- _Instructions for the task_
Can you give the items below, from the first line through the line containing "top-left (190, 24), bottom-right (263, 54)" (both included), as a Markdown table with a Row column numbering each line and a Text column holding the line, leaving out blank lines?

- _Available data_
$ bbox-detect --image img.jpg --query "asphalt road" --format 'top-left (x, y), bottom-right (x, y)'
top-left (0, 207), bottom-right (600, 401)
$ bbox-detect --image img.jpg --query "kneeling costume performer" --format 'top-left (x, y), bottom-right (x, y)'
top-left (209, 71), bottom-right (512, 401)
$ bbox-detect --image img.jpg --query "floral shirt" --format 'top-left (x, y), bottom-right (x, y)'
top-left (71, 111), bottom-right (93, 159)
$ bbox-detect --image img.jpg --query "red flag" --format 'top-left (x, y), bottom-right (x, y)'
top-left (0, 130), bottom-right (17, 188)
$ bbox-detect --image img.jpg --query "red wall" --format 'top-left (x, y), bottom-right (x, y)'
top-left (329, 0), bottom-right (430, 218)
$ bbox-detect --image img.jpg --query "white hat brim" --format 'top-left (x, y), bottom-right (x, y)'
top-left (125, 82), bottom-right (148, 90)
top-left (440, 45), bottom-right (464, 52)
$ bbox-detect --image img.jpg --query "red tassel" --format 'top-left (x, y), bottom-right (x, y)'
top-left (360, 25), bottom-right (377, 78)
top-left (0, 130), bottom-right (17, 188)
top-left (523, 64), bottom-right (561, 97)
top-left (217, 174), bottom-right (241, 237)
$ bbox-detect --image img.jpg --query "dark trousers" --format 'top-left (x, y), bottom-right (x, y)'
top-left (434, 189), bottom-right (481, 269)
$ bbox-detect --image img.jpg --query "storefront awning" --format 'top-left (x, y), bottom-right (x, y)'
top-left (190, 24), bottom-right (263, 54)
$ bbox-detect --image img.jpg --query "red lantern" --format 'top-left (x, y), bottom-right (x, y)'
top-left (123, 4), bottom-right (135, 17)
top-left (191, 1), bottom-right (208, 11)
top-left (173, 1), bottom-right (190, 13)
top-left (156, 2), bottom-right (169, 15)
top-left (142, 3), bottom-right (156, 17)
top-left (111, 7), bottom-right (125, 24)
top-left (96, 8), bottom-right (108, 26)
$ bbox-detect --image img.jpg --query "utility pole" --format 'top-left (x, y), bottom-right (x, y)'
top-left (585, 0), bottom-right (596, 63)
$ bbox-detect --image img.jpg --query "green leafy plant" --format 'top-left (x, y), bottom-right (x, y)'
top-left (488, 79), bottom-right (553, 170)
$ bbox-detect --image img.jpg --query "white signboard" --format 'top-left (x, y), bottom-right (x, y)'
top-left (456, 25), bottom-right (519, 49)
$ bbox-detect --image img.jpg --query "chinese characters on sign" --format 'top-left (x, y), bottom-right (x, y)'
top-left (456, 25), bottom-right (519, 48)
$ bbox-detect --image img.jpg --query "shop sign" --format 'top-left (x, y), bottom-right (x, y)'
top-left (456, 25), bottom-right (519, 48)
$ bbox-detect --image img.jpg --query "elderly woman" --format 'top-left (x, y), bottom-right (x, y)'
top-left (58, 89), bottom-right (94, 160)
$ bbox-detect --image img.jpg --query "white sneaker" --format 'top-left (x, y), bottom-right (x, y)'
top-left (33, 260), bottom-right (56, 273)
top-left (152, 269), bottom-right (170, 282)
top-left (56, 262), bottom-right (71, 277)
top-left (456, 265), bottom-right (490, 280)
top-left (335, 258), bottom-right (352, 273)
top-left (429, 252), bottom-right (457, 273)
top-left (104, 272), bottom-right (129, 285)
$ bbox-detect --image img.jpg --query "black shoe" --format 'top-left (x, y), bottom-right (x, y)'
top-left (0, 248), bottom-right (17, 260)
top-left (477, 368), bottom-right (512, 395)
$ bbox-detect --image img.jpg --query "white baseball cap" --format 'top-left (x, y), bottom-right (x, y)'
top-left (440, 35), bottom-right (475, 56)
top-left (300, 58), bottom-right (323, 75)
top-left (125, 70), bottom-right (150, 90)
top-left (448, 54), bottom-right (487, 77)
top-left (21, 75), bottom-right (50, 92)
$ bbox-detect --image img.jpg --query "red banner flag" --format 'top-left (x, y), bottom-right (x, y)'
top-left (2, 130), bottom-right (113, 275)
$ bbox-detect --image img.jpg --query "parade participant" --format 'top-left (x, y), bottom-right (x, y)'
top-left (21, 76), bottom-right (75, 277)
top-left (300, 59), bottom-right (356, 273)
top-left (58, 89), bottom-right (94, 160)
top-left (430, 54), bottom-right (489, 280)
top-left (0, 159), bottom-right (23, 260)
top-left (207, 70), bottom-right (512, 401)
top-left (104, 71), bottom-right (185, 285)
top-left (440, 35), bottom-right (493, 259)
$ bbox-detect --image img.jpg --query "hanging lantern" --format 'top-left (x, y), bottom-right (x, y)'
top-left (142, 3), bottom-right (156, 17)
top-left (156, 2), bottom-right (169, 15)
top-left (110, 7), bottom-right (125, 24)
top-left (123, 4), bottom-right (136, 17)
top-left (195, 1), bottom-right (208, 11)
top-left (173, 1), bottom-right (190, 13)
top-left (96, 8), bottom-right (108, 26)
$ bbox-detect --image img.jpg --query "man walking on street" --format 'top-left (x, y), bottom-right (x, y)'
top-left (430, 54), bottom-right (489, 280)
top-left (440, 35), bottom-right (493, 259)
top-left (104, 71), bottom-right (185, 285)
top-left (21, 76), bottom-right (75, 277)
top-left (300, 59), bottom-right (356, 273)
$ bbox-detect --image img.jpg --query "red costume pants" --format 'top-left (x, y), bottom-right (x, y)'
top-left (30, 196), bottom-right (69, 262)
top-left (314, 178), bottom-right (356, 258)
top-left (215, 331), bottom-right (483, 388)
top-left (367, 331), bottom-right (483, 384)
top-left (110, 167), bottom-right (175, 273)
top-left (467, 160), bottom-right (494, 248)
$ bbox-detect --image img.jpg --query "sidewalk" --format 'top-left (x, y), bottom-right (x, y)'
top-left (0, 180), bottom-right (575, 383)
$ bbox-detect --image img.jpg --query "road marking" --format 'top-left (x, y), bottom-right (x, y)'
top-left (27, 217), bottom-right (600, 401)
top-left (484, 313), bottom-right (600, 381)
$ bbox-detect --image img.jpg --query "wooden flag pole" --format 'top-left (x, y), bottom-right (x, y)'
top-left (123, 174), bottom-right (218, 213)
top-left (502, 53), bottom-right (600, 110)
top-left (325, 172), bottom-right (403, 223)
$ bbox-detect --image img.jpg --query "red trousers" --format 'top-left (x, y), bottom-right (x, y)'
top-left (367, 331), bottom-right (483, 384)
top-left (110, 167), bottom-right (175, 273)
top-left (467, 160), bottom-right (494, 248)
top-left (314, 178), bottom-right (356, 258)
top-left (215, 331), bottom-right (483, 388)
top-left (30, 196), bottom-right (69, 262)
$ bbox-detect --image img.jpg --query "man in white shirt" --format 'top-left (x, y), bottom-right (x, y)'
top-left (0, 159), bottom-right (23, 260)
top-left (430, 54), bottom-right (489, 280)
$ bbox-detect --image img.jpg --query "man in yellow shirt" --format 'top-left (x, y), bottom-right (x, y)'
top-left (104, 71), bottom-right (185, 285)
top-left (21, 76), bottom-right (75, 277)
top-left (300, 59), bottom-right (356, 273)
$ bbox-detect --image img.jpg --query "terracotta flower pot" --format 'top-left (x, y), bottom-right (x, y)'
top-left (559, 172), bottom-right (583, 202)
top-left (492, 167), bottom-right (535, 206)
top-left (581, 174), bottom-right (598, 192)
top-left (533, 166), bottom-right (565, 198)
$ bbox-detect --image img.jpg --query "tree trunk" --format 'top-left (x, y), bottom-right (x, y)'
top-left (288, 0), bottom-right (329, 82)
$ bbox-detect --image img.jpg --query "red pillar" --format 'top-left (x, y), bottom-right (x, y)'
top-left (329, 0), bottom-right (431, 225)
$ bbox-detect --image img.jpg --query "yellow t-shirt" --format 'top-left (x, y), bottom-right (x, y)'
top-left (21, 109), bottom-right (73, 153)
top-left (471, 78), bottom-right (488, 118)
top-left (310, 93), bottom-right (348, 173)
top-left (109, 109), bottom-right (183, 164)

- _Exercise result_
| Row | Text |
|---|---|
| 1 | $ bbox-detect --image img.jpg --query "asphalt road" --format 'top-left (x, y), bottom-right (x, y)' |
| 2 | top-left (0, 207), bottom-right (600, 401) |
| 3 | $ bbox-detect --image img.jpg --query "kneeling costume performer" --format 'top-left (x, y), bottom-right (x, y)' |
| 4 | top-left (209, 71), bottom-right (512, 401) |
| 5 | $ bbox-detect --image img.jpg --query "floral shirt" --format 'top-left (x, y), bottom-right (x, y)' |
| 6 | top-left (71, 111), bottom-right (93, 159) |
| 7 | $ bbox-detect --image img.jpg --query "red flag" --format 'top-left (x, y), bottom-right (x, y)' |
| 8 | top-left (0, 130), bottom-right (17, 188) |
| 9 | $ bbox-detect --image img.jpg --query "red wall" --format 'top-left (x, y), bottom-right (x, y)' |
| 10 | top-left (329, 0), bottom-right (430, 218) |
| 11 | $ bbox-detect --image img.jpg --query "white hat brim" --format 'top-left (x, y), bottom-right (x, y)' |
| 12 | top-left (125, 82), bottom-right (148, 90) |
| 13 | top-left (440, 45), bottom-right (464, 52) |
| 14 | $ bbox-detect --image img.jpg --query "red tassel" --format 'top-left (x, y), bottom-right (x, y)' |
| 15 | top-left (360, 25), bottom-right (377, 78) |
| 16 | top-left (0, 130), bottom-right (17, 188) |
| 17 | top-left (523, 64), bottom-right (561, 97) |
| 18 | top-left (217, 174), bottom-right (241, 237) |
| 19 | $ bbox-detect --image img.jpg --query "dark trousers" --format 'top-left (x, y), bottom-right (x, y)' |
| 20 | top-left (434, 189), bottom-right (481, 269) |
| 21 | $ bbox-detect --image img.jpg --query "storefront awning" --format 'top-left (x, y), bottom-right (x, y)' |
| 22 | top-left (190, 24), bottom-right (263, 54) |